* **What the task asks**
Please copy out the whole listing below, requests included, and offset every box coordinate in the answers by -22. Numbers in the requests and their format samples stay unchanged.
>>
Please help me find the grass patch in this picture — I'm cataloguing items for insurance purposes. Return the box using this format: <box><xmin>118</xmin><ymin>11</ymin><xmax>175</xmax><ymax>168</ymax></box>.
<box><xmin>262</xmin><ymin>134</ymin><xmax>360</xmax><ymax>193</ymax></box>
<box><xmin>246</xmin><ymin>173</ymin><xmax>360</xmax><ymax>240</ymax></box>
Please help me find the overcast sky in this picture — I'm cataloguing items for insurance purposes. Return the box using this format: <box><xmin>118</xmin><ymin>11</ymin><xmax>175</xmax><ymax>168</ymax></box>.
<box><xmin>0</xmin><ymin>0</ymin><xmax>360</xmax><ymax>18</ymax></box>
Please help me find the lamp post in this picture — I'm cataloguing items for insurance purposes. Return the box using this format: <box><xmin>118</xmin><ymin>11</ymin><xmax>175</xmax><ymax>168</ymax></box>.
<<
* **Task response**
Please help me find the grass patch in this picture — I'm cataloguing items for insurance purposes. Return the box using this format: <box><xmin>118</xmin><ymin>11</ymin><xmax>175</xmax><ymax>168</ymax></box>.
<box><xmin>240</xmin><ymin>112</ymin><xmax>338</xmax><ymax>171</ymax></box>
<box><xmin>224</xmin><ymin>151</ymin><xmax>338</xmax><ymax>218</ymax></box>
Please help me find the overcast sky in this picture — I'm cataloguing items for insurance purposes. Return the box using this format: <box><xmin>118</xmin><ymin>11</ymin><xmax>175</xmax><ymax>168</ymax></box>.
<box><xmin>-22</xmin><ymin>-22</ymin><xmax>338</xmax><ymax>-4</ymax></box>
Please help me find the lamp post in this picture — I'm cataloguing items for insurance purposes. Return the box using this format: <box><xmin>118</xmin><ymin>11</ymin><xmax>175</xmax><ymax>168</ymax></box>.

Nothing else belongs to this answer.